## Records
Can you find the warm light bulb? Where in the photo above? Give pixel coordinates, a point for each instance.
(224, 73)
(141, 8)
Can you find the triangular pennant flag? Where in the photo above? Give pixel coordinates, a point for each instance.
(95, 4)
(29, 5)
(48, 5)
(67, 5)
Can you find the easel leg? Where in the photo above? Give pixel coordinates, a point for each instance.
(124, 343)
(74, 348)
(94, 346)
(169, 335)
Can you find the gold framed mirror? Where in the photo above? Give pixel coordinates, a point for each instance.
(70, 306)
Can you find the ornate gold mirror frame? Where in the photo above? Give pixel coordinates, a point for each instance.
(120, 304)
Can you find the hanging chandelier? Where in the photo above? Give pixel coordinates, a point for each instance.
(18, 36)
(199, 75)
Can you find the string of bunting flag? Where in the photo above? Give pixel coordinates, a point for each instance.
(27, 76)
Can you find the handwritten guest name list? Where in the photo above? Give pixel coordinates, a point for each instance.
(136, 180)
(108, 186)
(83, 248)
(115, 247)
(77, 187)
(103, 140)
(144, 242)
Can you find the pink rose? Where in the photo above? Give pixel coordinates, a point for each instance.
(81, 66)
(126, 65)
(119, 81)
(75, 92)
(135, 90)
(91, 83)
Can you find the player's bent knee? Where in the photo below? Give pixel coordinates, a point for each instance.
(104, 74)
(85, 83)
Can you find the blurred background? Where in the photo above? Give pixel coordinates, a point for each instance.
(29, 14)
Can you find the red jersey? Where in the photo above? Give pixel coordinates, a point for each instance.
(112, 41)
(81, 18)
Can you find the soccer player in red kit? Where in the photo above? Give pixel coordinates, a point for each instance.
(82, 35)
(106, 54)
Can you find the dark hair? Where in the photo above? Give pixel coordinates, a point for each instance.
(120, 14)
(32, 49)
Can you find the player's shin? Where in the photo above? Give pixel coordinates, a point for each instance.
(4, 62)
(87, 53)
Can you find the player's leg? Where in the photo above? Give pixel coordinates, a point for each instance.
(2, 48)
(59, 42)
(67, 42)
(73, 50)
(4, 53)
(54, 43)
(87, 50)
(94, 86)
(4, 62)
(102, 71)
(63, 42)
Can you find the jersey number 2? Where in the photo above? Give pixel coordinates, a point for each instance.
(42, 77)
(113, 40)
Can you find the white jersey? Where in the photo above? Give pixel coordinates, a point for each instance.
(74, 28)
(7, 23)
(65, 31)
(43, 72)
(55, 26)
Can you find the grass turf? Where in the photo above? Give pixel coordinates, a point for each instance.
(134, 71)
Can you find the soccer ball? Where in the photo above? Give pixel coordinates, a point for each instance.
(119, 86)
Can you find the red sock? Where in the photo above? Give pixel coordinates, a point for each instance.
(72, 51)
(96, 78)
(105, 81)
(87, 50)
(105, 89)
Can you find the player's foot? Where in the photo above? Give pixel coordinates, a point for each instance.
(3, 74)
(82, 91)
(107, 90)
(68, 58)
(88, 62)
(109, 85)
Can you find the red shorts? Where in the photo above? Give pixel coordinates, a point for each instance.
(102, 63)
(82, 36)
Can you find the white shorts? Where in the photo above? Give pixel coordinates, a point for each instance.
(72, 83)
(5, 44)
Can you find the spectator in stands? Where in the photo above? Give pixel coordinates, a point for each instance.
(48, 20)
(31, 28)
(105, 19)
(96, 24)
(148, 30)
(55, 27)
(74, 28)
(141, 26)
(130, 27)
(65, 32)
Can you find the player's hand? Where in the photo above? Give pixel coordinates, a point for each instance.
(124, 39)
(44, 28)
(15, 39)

## Work to complete
Copy the entire listing above word for word, from its first line through its last.

## Complete response
Can you find the warm light bulb? Where in the photo above? Give pixel coordinates, a point for each instance.
(224, 73)
(141, 8)
Can you find the triangular pennant flag? Where in the photo above? Give pixel coordinates, a point for each instance.
(95, 4)
(29, 5)
(48, 5)
(67, 5)
Can you find the easel leg? Where in the photo above? Give pixel coordinates, a point for each instance.
(124, 343)
(74, 348)
(94, 346)
(169, 335)
Can you find the gold framed mirror? Where in the photo above? Give pixel coordinates, a point for each instance.
(70, 306)
Can you find the ornate gold mirror frame? Where in the photo above? Give pixel coordinates, a point for each instance.
(120, 304)
Can you find the hanging chandelier? Where in the photo above? Give pixel coordinates, a point for each instance.
(18, 36)
(199, 75)
Can you find the string of bunting flag? Where in the photo above? Give pixel coordinates, a point for each instance.
(27, 76)
Can you find the handwritten guest name list? Where in the photo above? Give pixel coordinates, a point for each instance.
(136, 180)
(108, 186)
(83, 248)
(115, 247)
(77, 187)
(103, 140)
(144, 242)
Can you find the pink rose? Where in the photo above? Give pixel coordinates, a point for each instance.
(81, 66)
(126, 65)
(119, 81)
(75, 92)
(135, 90)
(91, 83)
Can you find the player's bent knee? Where in the photo below? Give pixel coordinates, a point for each instance.
(104, 74)
(85, 83)
Can you find the blurred background? Where in the photo above? Give pixel coordinates, a point for each instance.
(29, 14)
Can you find the red jersey? Where in the photo above? Give pixel coordinates, a point for each instance.
(112, 41)
(81, 18)
Can you find the soccer player in red kit? Where in the photo above? Give pixel coordinates, a point for each instance.
(82, 35)
(106, 54)
Can you find the dark hair? Where in the photo above? Give pixel coordinates, a point for each instance.
(120, 14)
(32, 49)
Can you find the player's shin? Where in the photo above? Give pixel coordinates, a point for each instance.
(4, 62)
(87, 53)
Can you find the player's leg? Where in the photo above? Give pixel coordinates, a point for each instance.
(2, 48)
(59, 42)
(67, 42)
(73, 50)
(4, 53)
(54, 43)
(87, 50)
(94, 86)
(4, 62)
(102, 71)
(63, 42)
Can you find the jersey number 2? Where in the photo above? Give pixel coordinates, a point for each instance.
(42, 77)
(113, 40)
Can you find the white jersey? Where in the photo above? Give pixel coordinates, a point for each instance.
(74, 28)
(7, 23)
(65, 31)
(43, 72)
(55, 26)
Can you find the grass turf? Where in the photo above? Give pixel coordinates, a point for each instance.
(134, 71)
Can you find the soccer ball? Where in the photo above? Give pixel coordinates, a point for each instance.
(119, 86)
Can you find the red sock? Where in the photo above? Give pixel coordinates, a point for each instance.
(72, 51)
(96, 78)
(105, 81)
(87, 50)
(105, 89)
Can you find the player's foot? Where in the photo above? Give pixel coordinates, a point for each instance.
(3, 74)
(82, 91)
(107, 90)
(68, 58)
(88, 62)
(109, 85)
Can you find the red shorts? Where in the photo above? Give pixel coordinates, a point for each instance.
(102, 63)
(82, 36)
Can you find the white shorts? Where in the photo above? Give pixel coordinates, a point for each instance.
(72, 83)
(5, 44)
Can you find the spectator in stands? Where in the photo above? Give pixel coordinates, a point for each instance.
(48, 20)
(31, 28)
(105, 19)
(96, 24)
(148, 30)
(55, 27)
(74, 28)
(141, 26)
(130, 27)
(65, 32)
Can you find the player's hand? Where in the photo above? Give pixel coordinates, a point for each instance.
(124, 39)
(44, 28)
(15, 39)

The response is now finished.